▶ [Work to be completed] Duplicate the rows below, beginning at the first line and stopping after the line that contains "61), (187, 60)]", with both of those lines included. Leave the pictures out of your copy.

▶ [Source records]
"""
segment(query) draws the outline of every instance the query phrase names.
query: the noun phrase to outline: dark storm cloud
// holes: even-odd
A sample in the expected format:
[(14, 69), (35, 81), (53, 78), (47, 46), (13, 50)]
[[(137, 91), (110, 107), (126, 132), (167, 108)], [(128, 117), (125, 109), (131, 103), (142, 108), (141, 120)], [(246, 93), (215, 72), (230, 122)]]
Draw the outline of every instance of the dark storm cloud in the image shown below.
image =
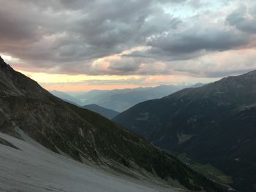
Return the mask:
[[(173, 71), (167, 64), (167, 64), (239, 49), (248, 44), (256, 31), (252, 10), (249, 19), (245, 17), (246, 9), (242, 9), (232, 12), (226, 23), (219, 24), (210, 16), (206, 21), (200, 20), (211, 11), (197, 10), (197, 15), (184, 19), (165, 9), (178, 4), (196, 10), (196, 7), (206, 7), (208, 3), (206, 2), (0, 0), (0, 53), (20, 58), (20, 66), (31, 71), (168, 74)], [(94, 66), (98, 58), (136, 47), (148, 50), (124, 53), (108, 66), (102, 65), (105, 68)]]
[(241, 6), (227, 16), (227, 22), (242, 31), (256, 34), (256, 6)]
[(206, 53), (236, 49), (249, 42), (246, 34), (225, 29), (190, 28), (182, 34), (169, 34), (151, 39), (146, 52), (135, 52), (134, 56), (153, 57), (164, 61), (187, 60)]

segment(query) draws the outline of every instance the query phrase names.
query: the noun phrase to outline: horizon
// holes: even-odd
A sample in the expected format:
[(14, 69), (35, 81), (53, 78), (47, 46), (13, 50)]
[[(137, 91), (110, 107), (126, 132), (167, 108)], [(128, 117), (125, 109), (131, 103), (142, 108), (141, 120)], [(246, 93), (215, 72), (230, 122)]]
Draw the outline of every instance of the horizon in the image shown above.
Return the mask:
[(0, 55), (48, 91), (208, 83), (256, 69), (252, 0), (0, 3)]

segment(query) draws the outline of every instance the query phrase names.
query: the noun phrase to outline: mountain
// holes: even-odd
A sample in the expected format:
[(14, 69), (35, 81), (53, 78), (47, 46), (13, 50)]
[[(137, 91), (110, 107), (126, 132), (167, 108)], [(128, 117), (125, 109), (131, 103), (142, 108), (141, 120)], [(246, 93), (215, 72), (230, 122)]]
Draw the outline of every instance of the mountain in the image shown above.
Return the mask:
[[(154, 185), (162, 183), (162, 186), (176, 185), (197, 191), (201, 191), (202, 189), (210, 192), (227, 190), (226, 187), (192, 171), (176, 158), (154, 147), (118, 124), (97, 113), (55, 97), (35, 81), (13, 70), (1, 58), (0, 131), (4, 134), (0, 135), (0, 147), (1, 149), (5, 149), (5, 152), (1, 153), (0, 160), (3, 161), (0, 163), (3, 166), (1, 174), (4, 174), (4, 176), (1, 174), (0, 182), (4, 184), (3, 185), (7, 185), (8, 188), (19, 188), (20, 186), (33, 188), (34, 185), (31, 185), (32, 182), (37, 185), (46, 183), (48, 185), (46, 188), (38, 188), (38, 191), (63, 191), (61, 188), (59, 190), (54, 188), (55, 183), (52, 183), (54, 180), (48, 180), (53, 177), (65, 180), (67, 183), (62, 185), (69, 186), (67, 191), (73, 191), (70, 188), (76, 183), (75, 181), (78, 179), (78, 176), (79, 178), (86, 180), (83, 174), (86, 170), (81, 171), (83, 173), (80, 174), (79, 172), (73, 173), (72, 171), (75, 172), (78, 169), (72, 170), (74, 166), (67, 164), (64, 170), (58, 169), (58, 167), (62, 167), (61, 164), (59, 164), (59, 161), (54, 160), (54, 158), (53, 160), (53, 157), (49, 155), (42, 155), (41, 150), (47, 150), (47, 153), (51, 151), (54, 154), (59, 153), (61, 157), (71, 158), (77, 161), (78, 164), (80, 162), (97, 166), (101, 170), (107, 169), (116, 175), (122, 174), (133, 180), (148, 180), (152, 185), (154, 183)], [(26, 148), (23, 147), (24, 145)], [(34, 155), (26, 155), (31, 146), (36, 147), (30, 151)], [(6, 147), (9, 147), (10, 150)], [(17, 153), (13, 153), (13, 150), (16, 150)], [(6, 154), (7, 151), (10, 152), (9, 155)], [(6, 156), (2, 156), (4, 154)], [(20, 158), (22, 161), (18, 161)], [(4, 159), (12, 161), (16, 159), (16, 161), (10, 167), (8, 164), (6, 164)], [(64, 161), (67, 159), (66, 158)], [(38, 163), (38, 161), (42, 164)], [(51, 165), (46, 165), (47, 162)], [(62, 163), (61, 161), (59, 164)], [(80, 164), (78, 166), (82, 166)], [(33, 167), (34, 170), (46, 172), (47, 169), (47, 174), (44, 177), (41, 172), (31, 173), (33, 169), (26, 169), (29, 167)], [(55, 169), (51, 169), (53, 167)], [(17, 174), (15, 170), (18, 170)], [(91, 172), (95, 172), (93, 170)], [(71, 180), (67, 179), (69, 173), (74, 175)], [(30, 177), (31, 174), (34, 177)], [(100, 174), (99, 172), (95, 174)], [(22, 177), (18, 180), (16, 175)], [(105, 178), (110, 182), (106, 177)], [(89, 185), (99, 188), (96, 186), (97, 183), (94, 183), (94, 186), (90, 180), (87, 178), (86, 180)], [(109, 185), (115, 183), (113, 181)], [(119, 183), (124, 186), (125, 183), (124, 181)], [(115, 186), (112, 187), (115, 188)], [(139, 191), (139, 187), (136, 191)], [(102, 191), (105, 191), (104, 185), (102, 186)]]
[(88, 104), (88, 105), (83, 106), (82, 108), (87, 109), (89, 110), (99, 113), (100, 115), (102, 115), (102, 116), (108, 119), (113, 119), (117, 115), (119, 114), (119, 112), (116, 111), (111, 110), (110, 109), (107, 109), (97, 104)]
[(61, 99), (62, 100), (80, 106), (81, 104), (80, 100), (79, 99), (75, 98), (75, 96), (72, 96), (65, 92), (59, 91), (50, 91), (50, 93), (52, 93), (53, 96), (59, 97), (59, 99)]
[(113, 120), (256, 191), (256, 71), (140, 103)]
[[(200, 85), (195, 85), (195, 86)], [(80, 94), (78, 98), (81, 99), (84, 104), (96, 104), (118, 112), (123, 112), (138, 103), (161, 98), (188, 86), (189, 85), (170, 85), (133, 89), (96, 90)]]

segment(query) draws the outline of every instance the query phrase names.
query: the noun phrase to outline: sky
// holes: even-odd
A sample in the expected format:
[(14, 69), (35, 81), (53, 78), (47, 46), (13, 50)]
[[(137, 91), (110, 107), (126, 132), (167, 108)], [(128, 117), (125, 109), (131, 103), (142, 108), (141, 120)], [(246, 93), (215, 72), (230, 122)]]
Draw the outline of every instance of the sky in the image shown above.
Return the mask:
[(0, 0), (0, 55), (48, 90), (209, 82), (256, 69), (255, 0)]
"""
▶ [Solution for this task]
segment(query) draws the outline of every instance the query phrase names.
query: the noun phrase to outline: dark storm cloud
// holes: even-odd
A sample in the expected format:
[(14, 69), (35, 81), (53, 78), (47, 46), (13, 50)]
[[(137, 91), (110, 107), (126, 132), (167, 108)], [(128, 117), (125, 109), (131, 103), (142, 108), (141, 120)], [(246, 93), (215, 72), (230, 122)]]
Draw the outline of every instance of the dark storm cloud in the image shown below.
image =
Return the mask:
[[(173, 71), (167, 64), (167, 64), (239, 49), (248, 44), (256, 31), (252, 10), (249, 19), (245, 17), (246, 9), (242, 9), (232, 12), (226, 23), (219, 24), (210, 16), (206, 21), (200, 20), (211, 11), (197, 10), (197, 15), (184, 19), (165, 9), (178, 4), (196, 10), (196, 7), (206, 7), (208, 3), (206, 2), (0, 0), (0, 53), (20, 58), (20, 66), (31, 71), (168, 74)], [(94, 66), (98, 58), (136, 47), (148, 50), (124, 53), (108, 66), (102, 65), (105, 68)]]
[(241, 6), (227, 16), (227, 22), (242, 31), (256, 34), (256, 6)]
[(206, 53), (236, 49), (249, 42), (246, 34), (225, 29), (190, 28), (182, 34), (169, 34), (151, 39), (146, 52), (135, 52), (134, 56), (153, 57), (164, 61), (187, 60)]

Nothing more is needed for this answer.